_PROBLEMS TO SOLVE:_
[1] In the fish-breeding forum thread, rewrite the passage beginning at the words "Info like tank" and ending after the words "be helpful also.", changing "brine shrimp eggs" to "frozen bloodworms".
[2] In the fish-breeding forum thread, list every piece of information that BRUNER247 names in the sentence that begins "Info like" and ends "off the top of my head."
[3] Write the next reply in the fish-breeding forum thread, picking up after its final post.

_DOCUMENT TEXT:_
+---+

Have you done a water change since taking this video? Perhaps doing one and replacing the water with slightly cooler water will help.


----------



## BRUNER247

Need more info. You've gave us nothing other than age n tank size.


----------



## hogwash

ksls said:


> Need more info. You've gave us nothing other than age n tank size.


What other info would you like


----------



## Ægir

Really you just have to wait it out man... Changing things around in the tank and constantly messing around will prob just make it take longer. I am sure some pros will chime in with some other tips, as breeding reds was never really my thing.


----------



## BRUNER247

Info like tank temp,tank location,the traffic outside the tank,light schedule,diet,feeding schedule,wc change % & how often just off the top of my head. Do you have a fry tank ready/available,brine shrimp eggs,hatcher ect. Raising fry is more work than people think,babies are Damn near worthless & can be hard to even give them away on some areas. There's already a over abundance of Rbp in them same areas. Stock would be helpful also.

+---+

_Excerpt from a dataset:_
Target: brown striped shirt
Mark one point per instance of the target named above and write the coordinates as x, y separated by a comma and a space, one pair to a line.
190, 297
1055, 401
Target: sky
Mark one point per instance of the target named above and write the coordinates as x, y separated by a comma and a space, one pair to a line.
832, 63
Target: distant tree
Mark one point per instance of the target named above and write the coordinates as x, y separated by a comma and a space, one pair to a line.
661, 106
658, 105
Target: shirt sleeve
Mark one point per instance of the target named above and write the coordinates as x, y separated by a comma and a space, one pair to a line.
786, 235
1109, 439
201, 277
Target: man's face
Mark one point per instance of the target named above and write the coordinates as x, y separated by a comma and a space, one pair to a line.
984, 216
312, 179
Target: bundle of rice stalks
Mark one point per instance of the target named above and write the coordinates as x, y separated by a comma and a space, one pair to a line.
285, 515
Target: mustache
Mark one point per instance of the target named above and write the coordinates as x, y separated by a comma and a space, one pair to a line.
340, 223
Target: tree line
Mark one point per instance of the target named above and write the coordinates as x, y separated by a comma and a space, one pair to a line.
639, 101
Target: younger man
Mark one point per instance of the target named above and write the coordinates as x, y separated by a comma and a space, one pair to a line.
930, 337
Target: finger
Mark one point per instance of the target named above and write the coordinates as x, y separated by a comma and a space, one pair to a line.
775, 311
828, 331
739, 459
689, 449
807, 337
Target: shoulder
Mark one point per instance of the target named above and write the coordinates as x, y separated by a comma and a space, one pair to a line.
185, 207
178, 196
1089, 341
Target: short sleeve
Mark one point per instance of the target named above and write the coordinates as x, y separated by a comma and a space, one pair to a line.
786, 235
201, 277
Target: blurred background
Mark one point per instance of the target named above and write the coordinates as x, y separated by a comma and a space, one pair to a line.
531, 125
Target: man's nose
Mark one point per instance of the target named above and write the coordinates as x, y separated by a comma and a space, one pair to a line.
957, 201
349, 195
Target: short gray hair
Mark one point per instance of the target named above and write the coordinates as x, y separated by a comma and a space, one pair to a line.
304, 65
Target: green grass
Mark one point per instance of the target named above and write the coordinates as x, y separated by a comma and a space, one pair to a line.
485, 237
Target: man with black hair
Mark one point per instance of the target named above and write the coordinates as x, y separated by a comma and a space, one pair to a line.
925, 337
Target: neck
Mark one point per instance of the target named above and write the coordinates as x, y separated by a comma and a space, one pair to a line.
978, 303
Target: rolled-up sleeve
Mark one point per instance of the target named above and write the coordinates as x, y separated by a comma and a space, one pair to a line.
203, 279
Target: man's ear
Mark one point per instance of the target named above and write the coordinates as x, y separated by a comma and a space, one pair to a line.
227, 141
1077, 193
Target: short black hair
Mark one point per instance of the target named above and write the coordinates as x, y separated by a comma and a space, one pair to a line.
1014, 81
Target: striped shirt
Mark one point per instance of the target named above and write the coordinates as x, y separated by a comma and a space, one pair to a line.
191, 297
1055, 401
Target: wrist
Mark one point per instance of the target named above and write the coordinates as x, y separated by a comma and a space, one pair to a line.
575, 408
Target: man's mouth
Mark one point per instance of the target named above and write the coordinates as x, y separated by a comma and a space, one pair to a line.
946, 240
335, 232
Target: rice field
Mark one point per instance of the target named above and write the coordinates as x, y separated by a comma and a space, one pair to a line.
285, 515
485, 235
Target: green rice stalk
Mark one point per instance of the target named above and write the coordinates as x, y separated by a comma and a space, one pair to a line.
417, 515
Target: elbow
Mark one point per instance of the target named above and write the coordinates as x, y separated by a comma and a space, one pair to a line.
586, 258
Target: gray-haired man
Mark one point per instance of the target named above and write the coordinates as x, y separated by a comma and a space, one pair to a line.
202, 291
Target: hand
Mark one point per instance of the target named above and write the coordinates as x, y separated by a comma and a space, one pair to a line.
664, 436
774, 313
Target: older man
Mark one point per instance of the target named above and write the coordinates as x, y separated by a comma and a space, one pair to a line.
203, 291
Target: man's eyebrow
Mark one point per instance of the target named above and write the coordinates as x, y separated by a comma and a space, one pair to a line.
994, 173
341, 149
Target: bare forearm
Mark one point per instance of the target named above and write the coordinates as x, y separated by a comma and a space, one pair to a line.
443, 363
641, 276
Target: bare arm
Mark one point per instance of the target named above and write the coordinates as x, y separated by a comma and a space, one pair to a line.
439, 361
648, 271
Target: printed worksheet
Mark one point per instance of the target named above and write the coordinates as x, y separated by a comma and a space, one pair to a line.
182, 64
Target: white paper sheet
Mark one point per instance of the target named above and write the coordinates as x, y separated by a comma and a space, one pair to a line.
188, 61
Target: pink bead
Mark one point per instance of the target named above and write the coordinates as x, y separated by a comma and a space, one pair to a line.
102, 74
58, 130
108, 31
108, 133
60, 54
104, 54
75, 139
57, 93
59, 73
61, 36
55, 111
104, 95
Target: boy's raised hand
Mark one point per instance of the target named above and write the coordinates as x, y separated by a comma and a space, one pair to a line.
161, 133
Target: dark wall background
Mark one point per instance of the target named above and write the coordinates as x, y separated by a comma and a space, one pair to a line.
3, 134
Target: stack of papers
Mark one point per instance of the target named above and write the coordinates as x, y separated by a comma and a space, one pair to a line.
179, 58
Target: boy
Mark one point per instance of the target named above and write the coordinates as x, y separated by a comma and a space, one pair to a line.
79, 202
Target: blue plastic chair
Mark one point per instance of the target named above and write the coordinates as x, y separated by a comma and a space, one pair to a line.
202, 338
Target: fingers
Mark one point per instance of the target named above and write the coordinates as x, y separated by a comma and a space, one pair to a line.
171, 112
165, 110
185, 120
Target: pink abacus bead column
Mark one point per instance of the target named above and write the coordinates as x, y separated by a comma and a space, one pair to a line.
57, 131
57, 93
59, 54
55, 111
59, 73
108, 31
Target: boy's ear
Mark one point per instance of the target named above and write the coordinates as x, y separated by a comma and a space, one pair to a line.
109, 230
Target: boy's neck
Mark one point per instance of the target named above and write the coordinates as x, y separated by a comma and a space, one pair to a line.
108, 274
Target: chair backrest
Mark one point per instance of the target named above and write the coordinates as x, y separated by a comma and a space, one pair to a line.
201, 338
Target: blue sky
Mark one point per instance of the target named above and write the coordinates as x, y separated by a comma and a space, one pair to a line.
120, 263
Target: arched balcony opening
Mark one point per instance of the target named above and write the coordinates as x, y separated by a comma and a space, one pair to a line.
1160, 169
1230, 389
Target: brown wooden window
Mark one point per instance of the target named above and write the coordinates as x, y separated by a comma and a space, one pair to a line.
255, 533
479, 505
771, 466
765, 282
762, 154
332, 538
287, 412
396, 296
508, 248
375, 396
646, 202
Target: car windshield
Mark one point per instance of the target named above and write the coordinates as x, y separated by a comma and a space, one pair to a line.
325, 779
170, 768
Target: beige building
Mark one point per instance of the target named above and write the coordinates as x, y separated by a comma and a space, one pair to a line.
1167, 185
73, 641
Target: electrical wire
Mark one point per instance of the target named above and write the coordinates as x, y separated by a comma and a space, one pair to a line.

+---+

_RESULTS OF THE EXERCISE:_
[1]
Info like tank temp,tank location,the traffic outside the tank,light schedule,diet,feeding schedule,wc change % & how often just off the top of my head. Do you have a fry tank ready/available,frozen bloodworms,hatcher ect. Raising fry is more work than people think,babies are Damn near worthless & can be hard to even give them away on some areas. There's already a over abundance of Rbp in them same areas. Stock would be helpful also.

[2]
- tank temp
- tank location
- the traffic outside the tank
- light schedule
- diet
- feeding schedule
- wc change % & how often

[3]
----------



## hogwash

BRUNER247 said:


> Info like tank temp,tank location,the traffic outside the tank,light schedule,diet,feeding schedule,wc change % & how often just off the top of my head. Do you have a fry tank ready/available,brine shrimp eggs,hatcher ect. Raising fry is more work than people think,babies are Damn near worthless & can be hard to even give them away on some areas. There's already a over abundance of Rbp in them same areas. Stock would be helpful also.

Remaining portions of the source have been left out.